What needs to be done –
Output every line of the records below as a JSON list of strings, one string per line, skipping blank lines. Leave the pictures out.
## Begin Extracted data
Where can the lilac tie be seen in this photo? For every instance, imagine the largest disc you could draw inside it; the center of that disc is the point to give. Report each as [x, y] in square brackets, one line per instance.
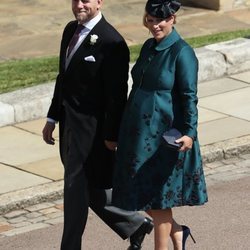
[75, 38]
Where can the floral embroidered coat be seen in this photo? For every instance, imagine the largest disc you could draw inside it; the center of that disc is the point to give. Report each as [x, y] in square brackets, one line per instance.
[164, 94]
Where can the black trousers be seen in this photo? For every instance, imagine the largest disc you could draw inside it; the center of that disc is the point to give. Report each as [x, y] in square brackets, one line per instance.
[79, 191]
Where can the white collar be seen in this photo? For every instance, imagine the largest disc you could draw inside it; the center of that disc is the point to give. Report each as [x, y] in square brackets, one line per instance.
[91, 23]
## End Extracted data
Full answer –
[
  "Where can the lilac tie be seen in this photo? For every instance, imagine the largest disc you could draw inside it; the center of that disc is the point to give. Report each as [x, y] in square brackets, one line per instance.",
  "[75, 38]",
  "Where can the floral embroidered coat be seen in this photo? For every instance, imagine the largest disc you could draw inside it; the center of that disc is the point to give. Report each as [x, y] in square brackets, one line per instance.",
  "[164, 94]",
  "Where can the black trousers be seen in this photo? For every instance, imagine the largest disc you could draw inside it; the center of that disc is the point to give. Report each as [x, y] in square brackets, one line per instance.",
  "[79, 191]",
  "Where can the white collar be seen in this photo? For every instance, imagine the largest disc you could draw inside it; the center of that disc is the point to give. Report each as [x, y] in square brackets, one line per instance.",
  "[91, 23]"
]